◆ **GESTELLTE AUFGABE A**
Wer hat laut Lesetext die Aufstellung ausgeplaudert?

◆ **LESETEXT**
---
Den EM-Titel der gepflegtesten Mannschaft haben wir dank Jogi schon sicher, der fußballerische wäre eine nette Dreingabe, ist aber nicht so entscheidend, denn der Mode-Oscar ist ja das, wofür man eigentlich hier ist. Wir sind die Rundum-Wohlfühl-Truppe, das ist so wunderbar undeutsch, selbst wenn er högschde Disziplin einfordert.

Wie lässt sich die Maulwurf-Affäre um die veröffentlichte Aufstellung mit högschder Disziplin vereinbaren?


Also ich bin mir sicher, dass die Spieler da nicht dahinter stecken. Aber der Schuldige ist trotzdem ausgemacht.

Lassen Sie hören!

Es waren die Spielerfrauen! Da waren welche so stolz und andere so angefressen, dass ihre Männer spielten beziehungsweise auf die Bank mussten, dass die sich Luft verschafft haben und die Aufstellung ausgeschnattert haben. Frauen verarbeiten ja, indem sie reden. Die Gina-Lisa, die ja vor der EM mit Boateng so, naja, Sie wissen schon. Die war sicher sauer. Der Jogi hat dem Boateng, nachdem er gegen die Griechen beide Tore verschuldet hat, absolutes Gina-Lisa-Verbot erteilt. Er hat richtig schwere Geschütze aufgefahren. Er hat ihm die Bundeskanzlerin Angela Merkel aufs Zimmer geschickt. Das sollte zur Abkühlung reichen. Aber sie soll das Zimmer erst um fünf Uhr früh verlassen haben, heißt es. Aber sonst hat der Jogi mit seinen Auswechslungen ja ein Glückshändchen bewiesen.

Glückshändchen dank Glücksbändchen?
---
◆ **Einträge zur Regionsannotation**
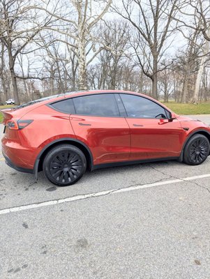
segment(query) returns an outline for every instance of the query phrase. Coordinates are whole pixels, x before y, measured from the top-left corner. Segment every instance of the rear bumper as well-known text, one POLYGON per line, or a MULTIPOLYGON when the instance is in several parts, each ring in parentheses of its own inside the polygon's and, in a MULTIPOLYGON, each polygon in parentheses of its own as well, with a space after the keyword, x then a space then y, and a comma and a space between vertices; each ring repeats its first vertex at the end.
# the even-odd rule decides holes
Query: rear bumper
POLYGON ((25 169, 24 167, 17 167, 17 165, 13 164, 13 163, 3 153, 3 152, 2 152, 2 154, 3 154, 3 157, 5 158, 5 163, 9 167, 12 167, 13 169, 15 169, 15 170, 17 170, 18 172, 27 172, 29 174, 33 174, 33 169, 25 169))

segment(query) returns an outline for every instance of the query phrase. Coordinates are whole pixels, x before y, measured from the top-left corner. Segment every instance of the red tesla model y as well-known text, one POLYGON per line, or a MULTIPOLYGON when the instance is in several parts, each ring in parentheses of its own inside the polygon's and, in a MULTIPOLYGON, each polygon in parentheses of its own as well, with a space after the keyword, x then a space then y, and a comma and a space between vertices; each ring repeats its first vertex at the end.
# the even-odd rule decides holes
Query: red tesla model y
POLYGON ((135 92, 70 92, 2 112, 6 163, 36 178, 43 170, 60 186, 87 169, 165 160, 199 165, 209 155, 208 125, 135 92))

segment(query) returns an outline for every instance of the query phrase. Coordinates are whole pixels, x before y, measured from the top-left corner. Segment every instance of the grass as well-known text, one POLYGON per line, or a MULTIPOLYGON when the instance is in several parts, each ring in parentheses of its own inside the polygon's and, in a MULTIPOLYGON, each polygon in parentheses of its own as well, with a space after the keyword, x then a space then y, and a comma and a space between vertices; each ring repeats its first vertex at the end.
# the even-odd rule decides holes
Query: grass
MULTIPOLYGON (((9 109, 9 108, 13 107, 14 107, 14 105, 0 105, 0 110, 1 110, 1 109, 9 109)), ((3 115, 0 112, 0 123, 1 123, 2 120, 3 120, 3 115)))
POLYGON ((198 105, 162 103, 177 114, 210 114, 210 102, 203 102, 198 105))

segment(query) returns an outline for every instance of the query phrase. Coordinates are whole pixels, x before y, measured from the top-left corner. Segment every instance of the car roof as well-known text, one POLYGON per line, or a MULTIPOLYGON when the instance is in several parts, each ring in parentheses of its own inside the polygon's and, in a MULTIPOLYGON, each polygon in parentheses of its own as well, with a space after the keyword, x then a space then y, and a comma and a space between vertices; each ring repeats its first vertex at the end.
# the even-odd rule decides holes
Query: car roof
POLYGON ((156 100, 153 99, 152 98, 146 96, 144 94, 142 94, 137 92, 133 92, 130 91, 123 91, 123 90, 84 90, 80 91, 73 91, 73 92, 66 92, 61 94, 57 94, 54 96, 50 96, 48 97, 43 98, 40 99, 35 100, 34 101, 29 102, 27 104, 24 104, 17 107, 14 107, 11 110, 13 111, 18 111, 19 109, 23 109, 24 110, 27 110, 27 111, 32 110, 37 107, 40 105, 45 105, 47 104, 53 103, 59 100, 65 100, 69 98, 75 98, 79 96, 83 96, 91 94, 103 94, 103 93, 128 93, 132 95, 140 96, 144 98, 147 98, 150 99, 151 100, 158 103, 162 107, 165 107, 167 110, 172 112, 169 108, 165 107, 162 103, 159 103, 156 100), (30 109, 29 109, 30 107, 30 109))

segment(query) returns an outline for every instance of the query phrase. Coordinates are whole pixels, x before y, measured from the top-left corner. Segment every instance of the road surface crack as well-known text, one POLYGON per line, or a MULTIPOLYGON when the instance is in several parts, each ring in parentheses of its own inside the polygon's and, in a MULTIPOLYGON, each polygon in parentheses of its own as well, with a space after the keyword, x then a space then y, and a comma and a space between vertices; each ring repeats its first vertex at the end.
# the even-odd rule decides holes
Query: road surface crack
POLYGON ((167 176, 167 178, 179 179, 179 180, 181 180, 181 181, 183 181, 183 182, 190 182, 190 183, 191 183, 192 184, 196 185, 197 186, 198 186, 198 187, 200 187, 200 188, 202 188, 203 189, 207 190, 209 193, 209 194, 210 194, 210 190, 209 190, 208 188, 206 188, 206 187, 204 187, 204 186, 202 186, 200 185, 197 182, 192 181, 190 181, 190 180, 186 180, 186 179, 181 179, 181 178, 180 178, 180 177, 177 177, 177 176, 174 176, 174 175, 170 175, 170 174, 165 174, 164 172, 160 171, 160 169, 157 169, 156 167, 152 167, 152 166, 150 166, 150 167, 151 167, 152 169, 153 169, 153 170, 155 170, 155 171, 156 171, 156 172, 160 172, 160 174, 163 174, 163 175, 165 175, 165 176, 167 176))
---
◆ **GESTELLTE AUFGABE B**
Bitte formatiere aus den Datenzeilen den Abschnitt von der Zeile mit „of the road“ bis einschließlich der Zeile mit „Query: road surface crack“ als Markdown-Tabelle mit den Spalten „Nr“ und „Zeile“. Leerzeilen fallen dabei weg.

◆ **ANTWORT A**
Die Spielerfrauen.

◆ **ANTWORT B**
| Nr | Zeile |
|---|---|
| 1 | segment(query) returns an outline for every instance of the query phrase. Coordinates are whole pixels, x before y, measured from the top-left corner. Segment every instance of the road surface crack as well-known text, one POLYGON per line, or a MULTIPOLYGON when the instance is in several parts, each ring in parentheses of its own inside the polygon's and, in a MULTIPOLYGON, each polygon in parentheses of its own as well, with a space after the keyword, x then a space then y, and a comma and a space between vertices; each ring repeats its first vertex at the end. |
| 2 | # the even-odd rule decides holes |
| 3 | Query: road surface crack |